• **Try it**: The records are to be restated in their entirety, word for word.

• **Data for this exercise**:

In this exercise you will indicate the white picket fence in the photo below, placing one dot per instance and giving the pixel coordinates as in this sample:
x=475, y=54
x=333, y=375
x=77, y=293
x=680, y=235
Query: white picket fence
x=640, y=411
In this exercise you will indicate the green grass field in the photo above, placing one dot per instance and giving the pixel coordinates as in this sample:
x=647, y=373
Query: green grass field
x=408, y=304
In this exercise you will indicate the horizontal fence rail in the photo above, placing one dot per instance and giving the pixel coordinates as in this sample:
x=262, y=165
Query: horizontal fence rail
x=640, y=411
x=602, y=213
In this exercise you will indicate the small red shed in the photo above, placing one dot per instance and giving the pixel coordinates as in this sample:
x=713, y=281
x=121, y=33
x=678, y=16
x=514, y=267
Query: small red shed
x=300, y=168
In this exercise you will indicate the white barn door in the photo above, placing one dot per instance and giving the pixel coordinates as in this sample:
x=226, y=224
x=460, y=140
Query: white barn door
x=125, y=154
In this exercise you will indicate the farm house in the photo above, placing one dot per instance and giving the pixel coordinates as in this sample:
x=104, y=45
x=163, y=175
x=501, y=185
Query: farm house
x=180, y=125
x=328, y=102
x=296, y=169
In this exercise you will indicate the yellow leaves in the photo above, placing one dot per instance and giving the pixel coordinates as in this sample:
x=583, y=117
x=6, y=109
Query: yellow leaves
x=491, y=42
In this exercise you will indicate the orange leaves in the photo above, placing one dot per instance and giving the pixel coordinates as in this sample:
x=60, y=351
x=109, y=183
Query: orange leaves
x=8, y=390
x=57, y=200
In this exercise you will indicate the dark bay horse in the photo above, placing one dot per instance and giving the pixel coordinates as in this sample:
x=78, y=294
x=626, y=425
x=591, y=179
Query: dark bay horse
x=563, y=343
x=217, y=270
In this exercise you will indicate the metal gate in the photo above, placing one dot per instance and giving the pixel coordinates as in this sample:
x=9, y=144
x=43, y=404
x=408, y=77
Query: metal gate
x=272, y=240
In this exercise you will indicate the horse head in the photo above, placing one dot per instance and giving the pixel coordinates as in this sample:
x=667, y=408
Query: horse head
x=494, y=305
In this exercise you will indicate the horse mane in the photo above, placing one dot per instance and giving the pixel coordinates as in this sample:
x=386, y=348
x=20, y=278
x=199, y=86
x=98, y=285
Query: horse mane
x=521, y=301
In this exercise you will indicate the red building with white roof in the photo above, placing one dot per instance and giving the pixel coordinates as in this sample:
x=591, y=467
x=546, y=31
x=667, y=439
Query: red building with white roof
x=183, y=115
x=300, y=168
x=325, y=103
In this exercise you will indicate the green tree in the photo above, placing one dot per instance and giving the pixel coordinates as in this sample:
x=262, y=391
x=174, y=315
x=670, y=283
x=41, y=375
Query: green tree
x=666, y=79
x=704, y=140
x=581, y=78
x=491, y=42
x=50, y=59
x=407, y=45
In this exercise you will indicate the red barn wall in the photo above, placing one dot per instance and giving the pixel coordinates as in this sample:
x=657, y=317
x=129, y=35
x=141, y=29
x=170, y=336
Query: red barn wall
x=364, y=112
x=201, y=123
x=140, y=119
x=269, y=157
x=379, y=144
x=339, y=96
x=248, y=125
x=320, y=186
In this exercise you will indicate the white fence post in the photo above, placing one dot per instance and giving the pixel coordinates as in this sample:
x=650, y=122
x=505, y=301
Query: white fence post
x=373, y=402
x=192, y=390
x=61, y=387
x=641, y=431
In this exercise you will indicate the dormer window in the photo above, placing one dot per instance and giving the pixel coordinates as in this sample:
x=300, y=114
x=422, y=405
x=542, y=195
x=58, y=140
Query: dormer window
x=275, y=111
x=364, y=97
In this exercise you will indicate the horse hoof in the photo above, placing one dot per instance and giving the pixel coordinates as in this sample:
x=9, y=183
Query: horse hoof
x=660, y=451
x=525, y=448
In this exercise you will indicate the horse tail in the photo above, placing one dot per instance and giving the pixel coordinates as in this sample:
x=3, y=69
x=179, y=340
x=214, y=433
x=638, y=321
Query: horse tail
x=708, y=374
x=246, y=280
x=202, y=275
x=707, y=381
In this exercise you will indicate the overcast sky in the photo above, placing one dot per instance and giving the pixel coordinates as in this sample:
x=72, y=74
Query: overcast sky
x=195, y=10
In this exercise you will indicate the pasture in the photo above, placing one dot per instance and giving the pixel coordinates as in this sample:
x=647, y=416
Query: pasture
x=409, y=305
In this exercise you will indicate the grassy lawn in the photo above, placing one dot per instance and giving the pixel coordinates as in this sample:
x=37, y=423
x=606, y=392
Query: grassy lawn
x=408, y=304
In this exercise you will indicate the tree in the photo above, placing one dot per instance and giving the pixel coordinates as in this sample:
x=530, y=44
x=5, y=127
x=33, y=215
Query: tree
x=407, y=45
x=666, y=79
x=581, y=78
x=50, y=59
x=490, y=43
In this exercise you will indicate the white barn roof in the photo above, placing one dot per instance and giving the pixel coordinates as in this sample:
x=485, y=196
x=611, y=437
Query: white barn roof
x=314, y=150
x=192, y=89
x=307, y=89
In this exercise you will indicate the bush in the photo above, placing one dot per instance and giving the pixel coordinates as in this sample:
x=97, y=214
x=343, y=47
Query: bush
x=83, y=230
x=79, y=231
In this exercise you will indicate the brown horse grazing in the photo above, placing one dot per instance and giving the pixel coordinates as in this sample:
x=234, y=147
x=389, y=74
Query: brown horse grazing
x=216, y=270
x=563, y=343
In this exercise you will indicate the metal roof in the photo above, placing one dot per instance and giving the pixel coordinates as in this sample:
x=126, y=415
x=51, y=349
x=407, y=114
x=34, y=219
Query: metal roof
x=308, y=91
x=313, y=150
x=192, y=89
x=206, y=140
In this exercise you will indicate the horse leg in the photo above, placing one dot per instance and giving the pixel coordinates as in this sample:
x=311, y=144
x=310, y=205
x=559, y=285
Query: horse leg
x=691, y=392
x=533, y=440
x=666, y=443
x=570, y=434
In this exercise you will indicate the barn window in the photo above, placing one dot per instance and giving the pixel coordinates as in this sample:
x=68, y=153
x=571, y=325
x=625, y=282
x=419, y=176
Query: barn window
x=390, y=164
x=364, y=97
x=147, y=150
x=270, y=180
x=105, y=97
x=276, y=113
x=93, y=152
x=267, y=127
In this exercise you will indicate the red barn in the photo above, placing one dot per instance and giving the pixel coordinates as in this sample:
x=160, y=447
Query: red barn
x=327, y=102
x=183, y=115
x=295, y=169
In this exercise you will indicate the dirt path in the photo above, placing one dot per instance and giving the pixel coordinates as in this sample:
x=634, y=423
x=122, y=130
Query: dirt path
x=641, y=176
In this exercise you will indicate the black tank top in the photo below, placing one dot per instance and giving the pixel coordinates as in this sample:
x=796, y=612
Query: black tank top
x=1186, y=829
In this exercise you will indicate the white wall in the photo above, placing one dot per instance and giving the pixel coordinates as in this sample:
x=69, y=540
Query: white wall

• **Answer for this exercise**:
In this exercise you will indicate the white picket fence in the photo below, placing one dot per instance and giving the pixel coordinates as in this sample:
x=475, y=54
x=333, y=375
x=77, y=293
x=680, y=235
Query: white picket fence
x=640, y=411
In this exercise you will indicate the green grass field in the photo above, placing one dot per instance and giving the pixel coordinates as in this sample:
x=647, y=373
Query: green grass field
x=408, y=304
In this exercise you will indicate the horizontal fence rail in the photo above, placing one dot per instance and giving the pixel coordinates as in this sample:
x=262, y=165
Query: horizontal fence rail
x=640, y=411
x=602, y=213
In this exercise you will indicate the small red shed in the photo above, placing one dot per instance and giving the pixel coordinates as in this sample:
x=713, y=281
x=121, y=33
x=678, y=16
x=514, y=267
Query: small red shed
x=300, y=168
In this exercise you will indicate the white barn door in the photo above, placing one dot per instance and giving the pixel coordinates as in this sample:
x=226, y=224
x=460, y=140
Query: white barn door
x=125, y=154
In this exercise you will indicate the farm house in the photo above, placing one dot per instance and giving the pixel coordinates as in this sample:
x=104, y=45
x=163, y=175
x=501, y=185
Query: farm house
x=180, y=125
x=328, y=102
x=296, y=169
In this exercise you will indicate the yellow leaves in the photo above, placing one dot per instance and giving the pixel coordinates as in this sample:
x=583, y=117
x=6, y=109
Query: yellow leaves
x=491, y=42
In this exercise you will indicate the orange leaves in the photo above, placing one dot per instance and giving the pixel coordinates as in this sample:
x=60, y=351
x=109, y=183
Query: orange leaves
x=8, y=390
x=57, y=200
In this exercise you will indicate the dark bay horse in the photo above, placing one dot per instance and giving the pixel coordinates as in this sample:
x=78, y=294
x=626, y=425
x=591, y=179
Query: dark bay horse
x=563, y=343
x=217, y=270
In this exercise you will indicate the metal gate in the photo above, placing one dot per instance and giving the pixel coordinates as in this sample:
x=9, y=144
x=43, y=404
x=408, y=77
Query: metal gate
x=272, y=240
In this exercise you will indicate the horse head in the photo above, placing one dot per instance and giving the pixel coordinates as in this sample:
x=667, y=408
Query: horse head
x=494, y=305
In this exercise you will indicate the horse mane in the photo above, placing one dot per instance and giving the pixel coordinates as in this sample:
x=386, y=348
x=20, y=278
x=199, y=86
x=98, y=285
Query: horse mane
x=521, y=301
In this exercise you will indicate the red building with white roof in the photo above, placing one dot per instance and giving the pixel coordinates as in this sample:
x=591, y=467
x=546, y=31
x=667, y=439
Query: red building with white roof
x=183, y=115
x=300, y=168
x=325, y=103
In this exercise you will indicate the green tree in the photo above, placing one dot per instance and giving the pixel coordinates as in this sample:
x=262, y=391
x=174, y=315
x=670, y=283
x=41, y=375
Query: green tree
x=666, y=79
x=704, y=140
x=581, y=78
x=491, y=42
x=50, y=59
x=407, y=45
In this exercise you will indicate the red barn wall in the photo above, placing one dot per instance and giving the pixel coordinates as in this sample:
x=657, y=317
x=129, y=35
x=141, y=29
x=170, y=336
Query: red barn wall
x=364, y=112
x=201, y=123
x=140, y=119
x=269, y=157
x=379, y=144
x=339, y=96
x=248, y=125
x=320, y=186
In this exercise you will indicate the white fence post in the photo above, placing one dot per instance and giving the pixel coordinates as in this sample:
x=650, y=122
x=505, y=301
Query: white fence post
x=373, y=402
x=192, y=390
x=61, y=387
x=641, y=431
In this exercise you will indicate the dormer window in the photo above, placing one dot per instance and giving the pixel coordinates as in this sample:
x=300, y=114
x=422, y=405
x=542, y=195
x=58, y=140
Query: dormer window
x=275, y=111
x=364, y=97
In this exercise you will indicate the horse hoof in the photo above, placing one dot per instance and giving the pixel coordinates as in this sample:
x=9, y=183
Query: horse hoof
x=660, y=451
x=525, y=448
In this exercise you will indicate the horse tail in the photo above, placing one dot per instance and giving the pixel coordinates as in this sample:
x=3, y=69
x=179, y=340
x=214, y=433
x=638, y=321
Query: horse tail
x=708, y=374
x=246, y=280
x=202, y=275
x=707, y=381
In this exercise you will indicate the overcast sky in the photo above, placing one dot per instance and giving the pixel coordinates as in this sample:
x=72, y=74
Query: overcast sky
x=195, y=10
In this exercise you will indicate the pasture in the photo above, placing one dot per instance and giving the pixel coordinates as in this sample:
x=647, y=416
Query: pasture
x=409, y=305
In this exercise you will indicate the grassy lawn in the photo above, placing one dot per instance and giving the pixel coordinates as in this sample:
x=37, y=423
x=606, y=392
Query: grassy lawn
x=408, y=304
In this exercise you will indicate the tree in the photo above, placing one dot per instance and giving the pixel coordinates as in this sample:
x=530, y=44
x=5, y=127
x=33, y=215
Query: tree
x=407, y=45
x=666, y=79
x=581, y=78
x=50, y=59
x=490, y=43
In this exercise you will indicate the white barn roof in the photo above, placing one dot per instance and giving the pixel coordinates as in this sample:
x=485, y=196
x=611, y=437
Query: white barn roof
x=314, y=150
x=192, y=89
x=307, y=89
In this exercise you will indicate the bush in the photo above, placing one dot per instance and giving the pixel coordinates as in this sample:
x=97, y=214
x=343, y=47
Query: bush
x=83, y=230
x=79, y=231
In this exercise you will indicate the brown horse grazing in the photo above, placing one dot per instance and giving the pixel coordinates as in this sample:
x=234, y=147
x=389, y=74
Query: brown horse grazing
x=216, y=270
x=563, y=343
In this exercise you will indicate the metal roof in the photo above, placing one dot per instance and giving the pixel coordinates as in this sample:
x=126, y=415
x=51, y=349
x=407, y=114
x=34, y=219
Query: metal roof
x=308, y=91
x=313, y=150
x=192, y=89
x=206, y=140
In this exercise you will indicate the horse leg in the photo above, placing one dot per instance and giving the pixel coordinates as in this sample:
x=311, y=144
x=310, y=205
x=559, y=285
Query: horse leg
x=691, y=392
x=533, y=440
x=666, y=443
x=570, y=434
In this exercise you will indicate the barn window in the photo above, placing one dot per instance and giving the pixel coordinates as in this sample:
x=68, y=153
x=571, y=325
x=625, y=282
x=419, y=176
Query: barn window
x=390, y=164
x=364, y=97
x=147, y=150
x=270, y=180
x=105, y=97
x=276, y=113
x=93, y=152
x=267, y=127
In this exercise you will indicate the red barn in the photo above, placing one dot per instance and giving the pixel coordinates as in this sample:
x=160, y=447
Query: red barn
x=327, y=102
x=183, y=115
x=295, y=169
In this exercise you will indicate the dirt path in the photo above, placing one dot per instance and giving the pixel coordinates as in this sample:
x=634, y=423
x=122, y=130
Query: dirt path
x=641, y=176
In this exercise you will indicate the black tank top in the photo below, placing one dot per instance and giving the pixel coordinates as in this sample:
x=796, y=612
Query: black tank top
x=1186, y=829
In this exercise you will indicate the white wall in the photo above, placing one dot per instance and giving the pixel coordinates as in this sample:
x=69, y=540
Query: white wall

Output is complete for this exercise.